# When to click the clicker!



## Click-N-Treat (Nov 9, 2015)

A clicker is a consistant sound, unlike your voice, that marks the exact moment in time your dog did the right thing. Think of the clicker as a camera shutter taking a picture of what your dog did correctly. Your dog would not comprehend a photograph, but he will understand that a clicking sound means a reward is coming. The reward can be food, a toy, praise, a chance to sniff a tree, whatever your dog enjoys.

Timing is important with clicker training, because that sound conveys information. Click always means the dog did the right thing. Before you introduce your dog to a clicker, practice clicking when the stoplight turns green. Click that moment to get a sense of timing. Drop a ball and click the moment it bounces. Watch an automatic door shut and click the scond it closes. 

To teach your dog that a click sound is a good thing, click once, and give a wonderful snack. Something super amazing. Do this 20 times in a row. Then click and do nothing. See if your dog wonders, hey, where's the snack? Then you will know your dog has made a mental connection between the sound and a treat.

Now you are ready to train. Does your dog know how to sit? Ask for a sit, when the dog's butt lands on the floor, click and reward. Start with cues your dog already knows and expand from there! Don't worry too much about agility related clicking, your teacher will help with that. Just practice timing and have fun. Happy clicking!


----------



## Alika (May 17, 2016)

A clicker is one of many types of bridges. I stopped using them many years ago because I prefer to work with my hands free (I use different types of bridges).

Learning clicker training is a good introduction to behavior modification, though, and an excellent place to start.

The term "clicker training" was coined by Karen Pryor. I would recommend any of the books written by her as a good way to get right to the source. Search "clicker training Karen Pryor" on Amazon and you will get lots of options. And her book "Don't Shoot the Dog" is a great one for additional reading on behavior modification.


----------



## lisasgirl (May 27, 2010)

Look up the user "kikopup" on YouTube. She's got a wide variety of clicker training videos so you can see the technique in action.


----------



## Kassie (Apr 7, 2016)

[Position identification records]
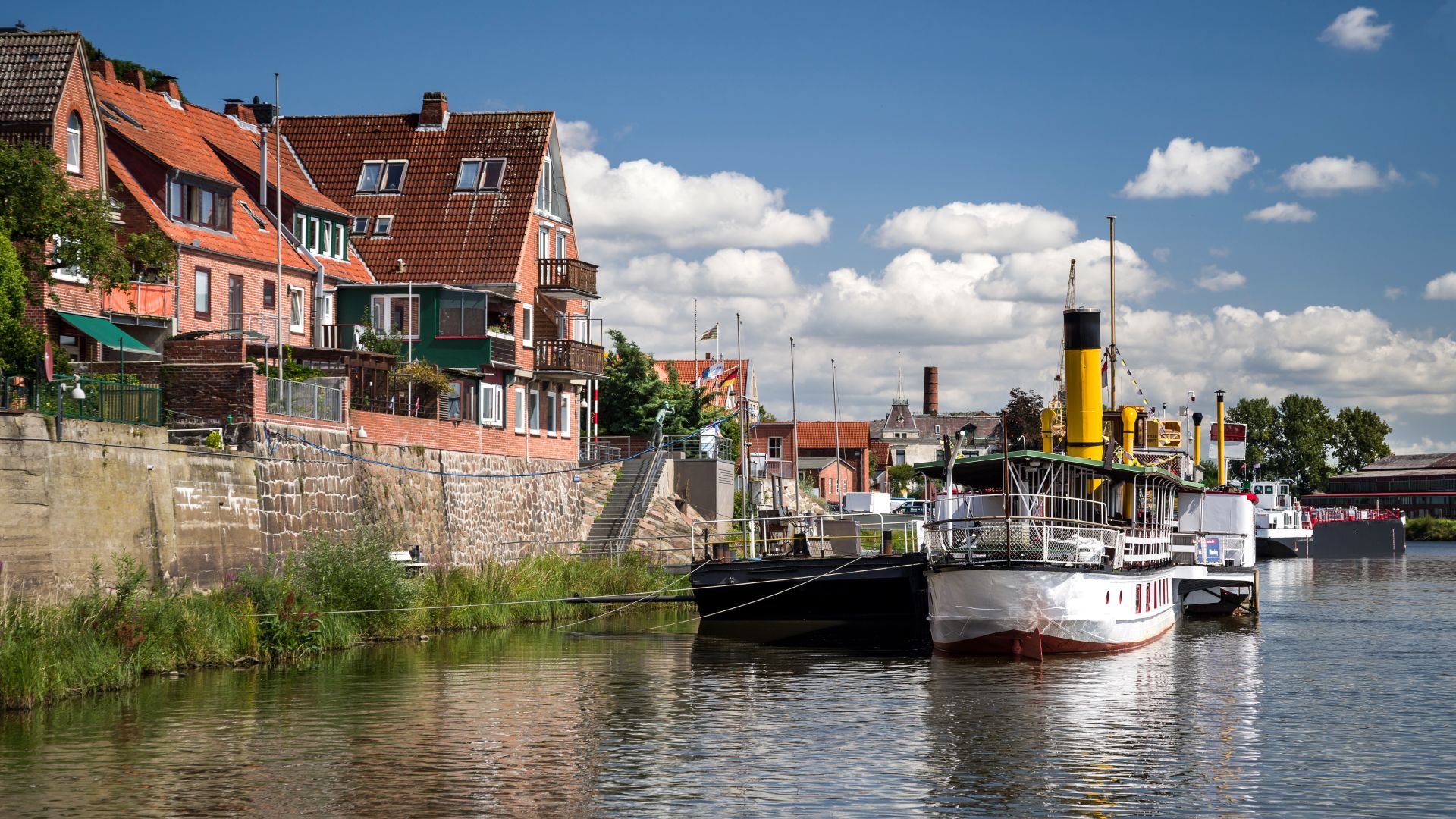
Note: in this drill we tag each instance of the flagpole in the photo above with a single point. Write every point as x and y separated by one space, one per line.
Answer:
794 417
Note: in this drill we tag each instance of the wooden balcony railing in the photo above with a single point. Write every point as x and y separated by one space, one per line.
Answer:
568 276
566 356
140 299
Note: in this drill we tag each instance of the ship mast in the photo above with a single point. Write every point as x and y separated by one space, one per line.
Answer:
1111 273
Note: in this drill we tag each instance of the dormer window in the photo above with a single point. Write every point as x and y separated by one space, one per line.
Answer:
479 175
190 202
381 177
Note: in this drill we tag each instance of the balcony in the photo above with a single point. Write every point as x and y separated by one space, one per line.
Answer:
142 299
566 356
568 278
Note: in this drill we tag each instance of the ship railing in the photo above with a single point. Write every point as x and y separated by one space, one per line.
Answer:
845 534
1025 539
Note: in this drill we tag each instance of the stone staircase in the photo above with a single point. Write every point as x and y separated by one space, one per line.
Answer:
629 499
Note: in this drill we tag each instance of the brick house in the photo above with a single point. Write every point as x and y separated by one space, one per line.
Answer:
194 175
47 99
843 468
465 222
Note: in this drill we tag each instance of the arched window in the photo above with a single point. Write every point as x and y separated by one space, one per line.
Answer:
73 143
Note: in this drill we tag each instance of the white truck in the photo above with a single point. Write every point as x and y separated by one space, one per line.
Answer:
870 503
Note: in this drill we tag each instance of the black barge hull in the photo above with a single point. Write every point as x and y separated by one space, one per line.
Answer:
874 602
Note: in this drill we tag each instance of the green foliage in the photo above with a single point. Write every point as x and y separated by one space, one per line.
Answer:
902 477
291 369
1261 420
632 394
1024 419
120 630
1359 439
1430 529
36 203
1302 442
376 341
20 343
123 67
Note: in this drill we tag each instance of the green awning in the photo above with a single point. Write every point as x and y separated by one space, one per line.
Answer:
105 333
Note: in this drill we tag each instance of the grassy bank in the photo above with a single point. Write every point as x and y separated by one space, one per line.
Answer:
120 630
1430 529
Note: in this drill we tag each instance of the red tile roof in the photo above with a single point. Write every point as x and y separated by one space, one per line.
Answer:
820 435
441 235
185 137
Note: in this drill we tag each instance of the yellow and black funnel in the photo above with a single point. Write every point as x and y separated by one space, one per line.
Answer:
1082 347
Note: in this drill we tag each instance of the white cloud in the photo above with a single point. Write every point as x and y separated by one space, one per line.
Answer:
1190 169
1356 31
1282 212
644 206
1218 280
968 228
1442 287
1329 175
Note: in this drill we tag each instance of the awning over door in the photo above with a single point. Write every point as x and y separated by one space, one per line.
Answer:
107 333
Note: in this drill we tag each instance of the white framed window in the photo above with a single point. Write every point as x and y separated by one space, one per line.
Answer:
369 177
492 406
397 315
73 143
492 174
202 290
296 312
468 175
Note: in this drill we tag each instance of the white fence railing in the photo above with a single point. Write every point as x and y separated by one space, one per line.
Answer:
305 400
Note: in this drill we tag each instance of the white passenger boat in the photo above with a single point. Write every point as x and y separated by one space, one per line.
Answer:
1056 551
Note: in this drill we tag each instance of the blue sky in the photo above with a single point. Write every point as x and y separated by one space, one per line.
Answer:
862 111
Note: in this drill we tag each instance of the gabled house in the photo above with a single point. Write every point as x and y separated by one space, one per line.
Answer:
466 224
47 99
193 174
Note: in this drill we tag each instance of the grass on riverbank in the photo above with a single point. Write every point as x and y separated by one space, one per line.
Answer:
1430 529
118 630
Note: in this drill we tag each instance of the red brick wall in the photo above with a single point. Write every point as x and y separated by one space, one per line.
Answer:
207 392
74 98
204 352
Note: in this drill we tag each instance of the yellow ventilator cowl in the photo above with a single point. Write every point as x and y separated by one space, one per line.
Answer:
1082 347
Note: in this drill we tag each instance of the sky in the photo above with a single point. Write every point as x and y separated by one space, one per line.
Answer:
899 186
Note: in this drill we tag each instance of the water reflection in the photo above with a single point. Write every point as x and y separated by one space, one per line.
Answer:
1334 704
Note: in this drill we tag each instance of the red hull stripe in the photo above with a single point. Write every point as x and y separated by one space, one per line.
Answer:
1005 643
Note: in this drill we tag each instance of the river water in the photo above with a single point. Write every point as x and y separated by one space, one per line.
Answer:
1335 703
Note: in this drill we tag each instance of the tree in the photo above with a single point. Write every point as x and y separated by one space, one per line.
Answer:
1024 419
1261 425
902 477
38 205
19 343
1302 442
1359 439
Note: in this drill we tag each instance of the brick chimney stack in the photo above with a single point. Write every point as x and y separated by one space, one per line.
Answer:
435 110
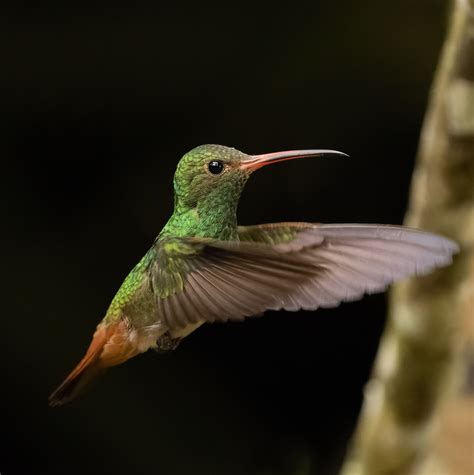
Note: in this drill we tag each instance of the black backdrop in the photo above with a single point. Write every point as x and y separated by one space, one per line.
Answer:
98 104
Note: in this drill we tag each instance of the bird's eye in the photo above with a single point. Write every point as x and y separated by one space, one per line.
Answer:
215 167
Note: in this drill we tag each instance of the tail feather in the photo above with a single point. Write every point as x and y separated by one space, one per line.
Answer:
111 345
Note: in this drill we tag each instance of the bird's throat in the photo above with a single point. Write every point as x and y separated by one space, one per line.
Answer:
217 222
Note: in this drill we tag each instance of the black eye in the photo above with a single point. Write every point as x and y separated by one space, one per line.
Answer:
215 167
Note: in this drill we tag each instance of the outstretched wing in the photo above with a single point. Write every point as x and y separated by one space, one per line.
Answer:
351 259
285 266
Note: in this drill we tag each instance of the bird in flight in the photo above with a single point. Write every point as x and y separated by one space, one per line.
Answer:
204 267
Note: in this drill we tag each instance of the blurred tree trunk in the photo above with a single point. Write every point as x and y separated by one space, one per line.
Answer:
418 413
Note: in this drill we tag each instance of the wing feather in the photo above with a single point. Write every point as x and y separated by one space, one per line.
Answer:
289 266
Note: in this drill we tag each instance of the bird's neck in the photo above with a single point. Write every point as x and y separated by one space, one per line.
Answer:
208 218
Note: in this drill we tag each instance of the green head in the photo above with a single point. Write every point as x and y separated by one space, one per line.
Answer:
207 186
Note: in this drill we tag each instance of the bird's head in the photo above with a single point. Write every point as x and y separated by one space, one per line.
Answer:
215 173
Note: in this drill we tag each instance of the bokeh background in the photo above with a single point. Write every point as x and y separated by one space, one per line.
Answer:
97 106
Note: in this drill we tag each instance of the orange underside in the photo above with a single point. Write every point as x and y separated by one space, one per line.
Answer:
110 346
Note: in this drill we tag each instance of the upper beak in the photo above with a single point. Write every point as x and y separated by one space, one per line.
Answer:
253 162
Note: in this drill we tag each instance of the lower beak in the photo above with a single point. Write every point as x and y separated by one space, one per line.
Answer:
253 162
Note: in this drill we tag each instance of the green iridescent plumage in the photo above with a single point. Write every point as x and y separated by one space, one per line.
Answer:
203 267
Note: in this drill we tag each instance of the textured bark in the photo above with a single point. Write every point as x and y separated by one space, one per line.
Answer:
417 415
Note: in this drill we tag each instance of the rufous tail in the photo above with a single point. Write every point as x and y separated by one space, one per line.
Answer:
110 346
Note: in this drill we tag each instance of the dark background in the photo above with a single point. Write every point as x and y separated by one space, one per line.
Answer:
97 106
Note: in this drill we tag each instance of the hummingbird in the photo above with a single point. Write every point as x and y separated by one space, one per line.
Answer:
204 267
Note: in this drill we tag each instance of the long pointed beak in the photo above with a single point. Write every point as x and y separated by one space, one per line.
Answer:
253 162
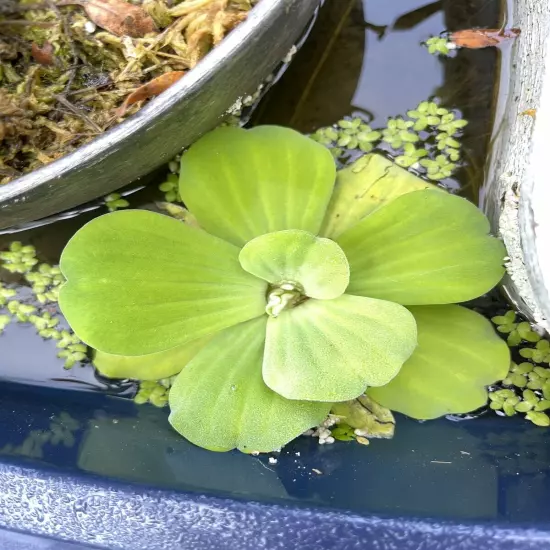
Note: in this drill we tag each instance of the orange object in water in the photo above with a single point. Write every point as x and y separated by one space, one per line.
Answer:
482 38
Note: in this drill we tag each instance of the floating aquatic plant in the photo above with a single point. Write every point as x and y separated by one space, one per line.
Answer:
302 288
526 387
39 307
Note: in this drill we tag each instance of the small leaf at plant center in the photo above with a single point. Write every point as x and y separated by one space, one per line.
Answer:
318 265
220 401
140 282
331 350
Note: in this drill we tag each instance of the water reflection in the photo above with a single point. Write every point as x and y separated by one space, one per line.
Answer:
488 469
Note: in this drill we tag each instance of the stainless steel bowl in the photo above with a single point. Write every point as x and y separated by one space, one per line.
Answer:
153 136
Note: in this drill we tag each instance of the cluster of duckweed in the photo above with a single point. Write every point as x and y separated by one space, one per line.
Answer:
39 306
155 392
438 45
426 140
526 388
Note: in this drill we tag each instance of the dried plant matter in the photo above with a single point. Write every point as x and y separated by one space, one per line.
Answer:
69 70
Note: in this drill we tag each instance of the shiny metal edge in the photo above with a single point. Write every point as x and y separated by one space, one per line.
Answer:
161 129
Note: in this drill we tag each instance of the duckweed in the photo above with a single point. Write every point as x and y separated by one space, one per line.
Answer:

__EXERCISE INSTRUCTIONS__.
Rewrite the clicker training thread between "## lisasgirl (May" and "technique in action.", inclusive, putting "Vimeo" in place of "YouTube".

__COMPLETED TASK__.
## lisasgirl (May 27, 2010)

Look up the user "kikopup" on Vimeo. She's got a wide variety of clicker training videos so you can see the technique in action.